> [Problems to solve]:
**A.** From the article about Maya Vishwakarma below, list every item her NGO gave locals and migrant laborers during the lockdown.
**B.** According to the article about Maya Vishwakarma below, what disease did she research at the University of California?
***** Extracted text
After March 2020, it has been a poignant tale of sufferings for humans everywhere due to Covid-19. The survival was possible only with contributions from the good samaritans like Maya Vishwakarma, a former US-based researcher who rose to the occasion to help out the ailing.
Vishwakarma hailing from a remote village Mahra, around 95 km from Narsinghpur in Madhya Pradesh, is not a stranger to her region as she earned an acronyms PadJiji (pad sister), or ‘padwoman’, in the last few years for her endeavours to raise awareness on menstrual hygiene and efforts to make sanitary pads an affordable commodity in the rural pockets.
Maya, who was earlier working as a researcher on leukaemia at the University of California, has come back to India around six years ago and had established a sanitary pads manufacturing unit at Narsinghpur in 2019. She established a telemedicine centre at her home in a remote village where approachable roads are a dream let alone healthcare services being available.
Last year, Maya had worked extensively for locals and migrant labourers through her NGO Sukarma Foundation during the lockdown helping them with food, milk, footwear, sanitary pads and medicines.
“In the US, healthcare services are approachable so I had decided to work in the healthcare field for my region where the nearest primary health centre is at 15 km and the civil hospital is at 100km and many used to die on way to the hospital. Nearby facilities too are ill-equipped to address local healthcare needs,” Maya said.
**********
***** Data for review
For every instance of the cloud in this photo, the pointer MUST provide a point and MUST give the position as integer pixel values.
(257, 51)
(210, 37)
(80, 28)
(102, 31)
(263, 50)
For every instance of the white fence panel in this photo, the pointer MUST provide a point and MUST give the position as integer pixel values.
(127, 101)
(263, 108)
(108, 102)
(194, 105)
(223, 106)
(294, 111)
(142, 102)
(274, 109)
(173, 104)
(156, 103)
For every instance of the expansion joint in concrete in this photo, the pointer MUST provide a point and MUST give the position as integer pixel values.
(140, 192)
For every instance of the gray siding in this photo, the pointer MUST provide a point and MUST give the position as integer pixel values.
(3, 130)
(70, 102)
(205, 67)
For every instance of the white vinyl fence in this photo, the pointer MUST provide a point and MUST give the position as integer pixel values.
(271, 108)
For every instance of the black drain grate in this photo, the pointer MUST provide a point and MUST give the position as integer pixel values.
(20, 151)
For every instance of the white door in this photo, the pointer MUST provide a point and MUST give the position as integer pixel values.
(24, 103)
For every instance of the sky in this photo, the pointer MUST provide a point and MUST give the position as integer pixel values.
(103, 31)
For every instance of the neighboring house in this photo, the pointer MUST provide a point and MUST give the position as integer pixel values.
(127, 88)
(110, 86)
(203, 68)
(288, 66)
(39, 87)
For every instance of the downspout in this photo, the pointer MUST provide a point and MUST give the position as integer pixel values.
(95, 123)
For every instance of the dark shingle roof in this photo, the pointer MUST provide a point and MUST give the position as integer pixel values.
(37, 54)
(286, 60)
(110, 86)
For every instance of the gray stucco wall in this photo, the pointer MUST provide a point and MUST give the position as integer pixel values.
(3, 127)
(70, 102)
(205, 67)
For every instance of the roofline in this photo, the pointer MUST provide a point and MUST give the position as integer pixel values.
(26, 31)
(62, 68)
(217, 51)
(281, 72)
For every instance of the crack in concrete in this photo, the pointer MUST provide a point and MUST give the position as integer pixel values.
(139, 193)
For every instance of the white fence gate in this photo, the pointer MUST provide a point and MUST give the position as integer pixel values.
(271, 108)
**********
***** Data for review
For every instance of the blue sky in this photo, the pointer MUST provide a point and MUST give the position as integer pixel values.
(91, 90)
**********
***** Data for review
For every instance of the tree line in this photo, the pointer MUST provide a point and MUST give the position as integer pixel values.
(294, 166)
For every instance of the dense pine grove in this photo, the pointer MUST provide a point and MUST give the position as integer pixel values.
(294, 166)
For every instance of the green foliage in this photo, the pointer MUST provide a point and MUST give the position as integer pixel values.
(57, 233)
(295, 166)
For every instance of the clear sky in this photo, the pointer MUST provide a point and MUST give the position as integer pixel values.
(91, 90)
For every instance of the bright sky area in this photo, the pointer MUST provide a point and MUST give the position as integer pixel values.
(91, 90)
**********
> [Answers to each task]:
**A.** Food, milk, footwear, sanitary pads and medicines.

**B.** Leukaemia.